GIVEN INFORMATION:
-*-
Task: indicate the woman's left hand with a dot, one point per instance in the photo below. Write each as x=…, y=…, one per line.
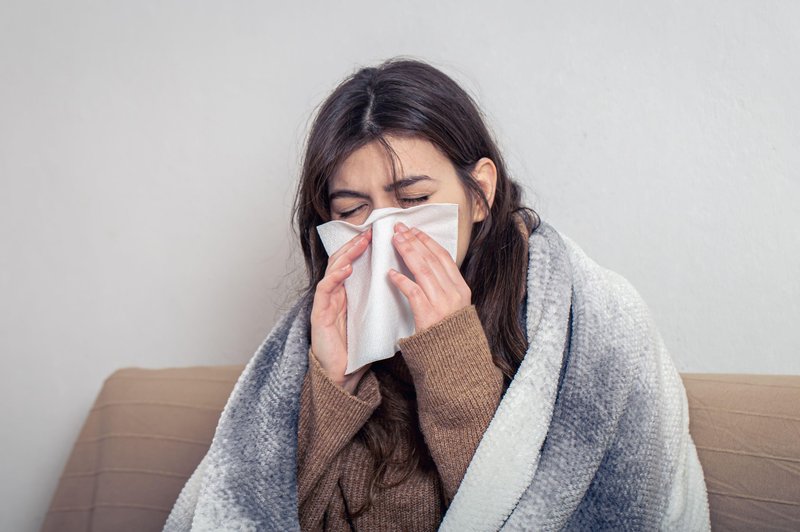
x=439, y=290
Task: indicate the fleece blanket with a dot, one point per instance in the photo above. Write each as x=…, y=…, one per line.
x=592, y=433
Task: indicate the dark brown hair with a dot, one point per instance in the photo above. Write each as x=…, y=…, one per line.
x=406, y=97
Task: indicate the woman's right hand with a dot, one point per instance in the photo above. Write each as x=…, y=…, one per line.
x=329, y=314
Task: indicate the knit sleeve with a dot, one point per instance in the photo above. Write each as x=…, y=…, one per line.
x=458, y=390
x=330, y=417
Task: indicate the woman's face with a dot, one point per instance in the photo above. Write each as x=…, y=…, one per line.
x=363, y=183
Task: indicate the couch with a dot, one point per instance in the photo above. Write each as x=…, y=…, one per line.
x=149, y=428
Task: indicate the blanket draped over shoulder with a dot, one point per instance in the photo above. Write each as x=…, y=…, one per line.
x=592, y=433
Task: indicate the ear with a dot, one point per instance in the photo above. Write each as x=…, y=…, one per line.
x=485, y=174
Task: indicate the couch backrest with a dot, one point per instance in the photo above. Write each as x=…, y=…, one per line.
x=148, y=430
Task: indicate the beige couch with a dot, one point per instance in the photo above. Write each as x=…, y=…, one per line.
x=149, y=428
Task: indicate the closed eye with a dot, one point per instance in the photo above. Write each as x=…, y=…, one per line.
x=418, y=199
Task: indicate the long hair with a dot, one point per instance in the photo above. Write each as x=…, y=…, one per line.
x=406, y=97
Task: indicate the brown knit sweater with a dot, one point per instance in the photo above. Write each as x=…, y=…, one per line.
x=458, y=388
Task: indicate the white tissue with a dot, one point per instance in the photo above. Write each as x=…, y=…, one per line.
x=378, y=314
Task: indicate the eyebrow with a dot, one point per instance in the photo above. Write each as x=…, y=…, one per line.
x=400, y=183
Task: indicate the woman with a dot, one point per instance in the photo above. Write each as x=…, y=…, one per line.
x=534, y=393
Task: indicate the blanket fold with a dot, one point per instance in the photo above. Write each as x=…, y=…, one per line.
x=592, y=433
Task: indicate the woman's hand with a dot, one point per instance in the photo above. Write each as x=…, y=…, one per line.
x=439, y=290
x=329, y=314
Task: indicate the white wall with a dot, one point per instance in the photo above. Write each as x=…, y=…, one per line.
x=148, y=152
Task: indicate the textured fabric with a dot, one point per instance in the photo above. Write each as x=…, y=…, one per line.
x=459, y=388
x=592, y=433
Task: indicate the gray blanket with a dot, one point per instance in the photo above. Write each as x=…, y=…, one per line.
x=593, y=432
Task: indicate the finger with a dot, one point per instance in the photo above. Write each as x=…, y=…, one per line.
x=428, y=273
x=351, y=250
x=420, y=306
x=445, y=259
x=333, y=280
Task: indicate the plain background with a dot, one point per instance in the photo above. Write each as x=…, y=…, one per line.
x=149, y=153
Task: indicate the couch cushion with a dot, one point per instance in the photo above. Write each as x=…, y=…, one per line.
x=149, y=429
x=142, y=439
x=747, y=432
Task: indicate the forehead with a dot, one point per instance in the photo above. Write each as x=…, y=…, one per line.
x=370, y=164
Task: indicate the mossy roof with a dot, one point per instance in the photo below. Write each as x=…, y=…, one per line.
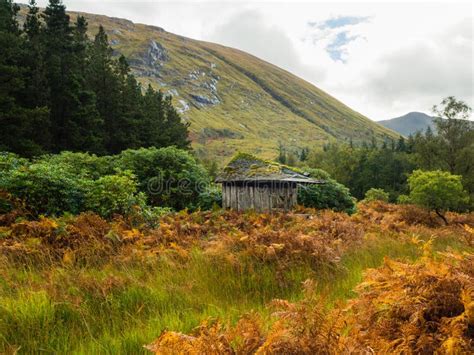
-*-
EXERCISE DIRECTIONS: Turn the records into a numbered list, one line per item, leaving out blank lines and pictures.

RIGHT ANSWER:
1. Task: indicate the woman's left hand with a dot, one point per instance in the photo below. Write each as x=…, y=…, one per line.
2. x=439, y=290
3. Task: indicate the fleece blanket with a dot, one point per instance in the photo above. Write each as x=…, y=…, one per line.
4. x=592, y=433
5. Task: indicate the dark brown hair with a dot, one point per instance in the photo above. Write each as x=…, y=…, one per line.
6. x=406, y=97
7. Task: indicate the woman's right hand with a dot, one point per instance in the photo above. Write each as x=…, y=…, one per line.
8. x=329, y=314
9. Task: indicate the knit sleeve with a dot, one point per instance in the photo above. Write each as x=…, y=…, one per line.
10. x=458, y=390
11. x=330, y=417
12. Task: indicate the woman's face with a dot, one point per instance in the photo above. Write each as x=…, y=…, one per line.
13. x=363, y=183
14. Task: indicate the couch with a dot, one point per instance in the photo above. Write each as x=…, y=…, one per line.
15. x=149, y=428
16. Task: indicate the blanket draped over shoulder with a dot, one point per instance in the photo above. Write each as x=…, y=…, one per line.
17. x=592, y=433
18. Task: indicate the ear with a dot, one point per instance in the photo above. Write each as x=…, y=…, one per line.
19. x=485, y=174
20. Task: indicate the couch backrest with a dot, one point per instance in the photo above. Write each as x=…, y=…, one per line.
21. x=148, y=430
22. Task: indicate the beige couch with a dot, one point per instance in the photo above. Write each as x=…, y=…, one per line.
23. x=149, y=428
24. Task: indicate the closed eye with a dot, one point per instance in the photo above. Write each as x=…, y=…, one per line.
25. x=418, y=199
26. Task: indicate the long hair with a dot, one point per instance in the photo above. Write each as x=…, y=…, one per line.
27. x=406, y=97
28. Task: indicate the brown knit sweater with a dot, one point per instance in the photo above. Write each as x=…, y=…, one per line.
29. x=458, y=388
30. Task: indicate the white tissue with a dot, one point per instance in the photo above. Write each as x=…, y=…, one per line.
31. x=378, y=314
32. Task: indicate the eyebrow with a dot, one point per instance in the photo above. Write each as x=…, y=…, one per line.
33. x=400, y=183
34. Task: indicate the woman with a dot, one point per instance in the photo above. Write each as x=…, y=…, one per line.
35. x=534, y=393
36. Task: indicate the blanket fold with a dot, one point per instance in the photo above. Write each as x=…, y=…, one per line.
37. x=592, y=433
38. Task: indicate the woman's hand with a dot, one point per instance in the photo above. Write each as x=…, y=…, one per line.
39. x=439, y=290
40. x=329, y=314
41. Task: indicate the white wall with a dot, one point per instance in the photo above. Write each as x=…, y=…, one per line.
42. x=148, y=152
43. Task: indicate the textured fabric with a dot, one point per instance in the photo above. Write each as x=…, y=…, one per line.
44. x=459, y=388
45. x=592, y=433
46. Task: indicate the gray blanket with a dot, one point per instance in the photo above. Write each as x=…, y=…, one per line.
47. x=593, y=432
48. Task: indicate the finger with a dot, one point per instance in the photo above. Write each as x=…, y=…, one per line.
49. x=428, y=273
50. x=351, y=250
51. x=420, y=306
52. x=445, y=259
53. x=333, y=280
54. Task: indicate the plain background with a dot, one point per instance in the photo above. Write each as x=…, y=…, one per line.
55. x=149, y=153
56. Task: indicate the couch cushion with a dot, one point per instance in the photo above. Write each as x=…, y=…, one per line.
57. x=149, y=429
58. x=142, y=439
59. x=747, y=432
60. Task: indicate the forehead with a dot, one point per instance in the photo above. Write each as x=…, y=…, one per line.
61. x=370, y=164
62. Task: indicate the mossy roof with a dot, one point per instance in the photo below. Write each as x=…, y=…, one per line.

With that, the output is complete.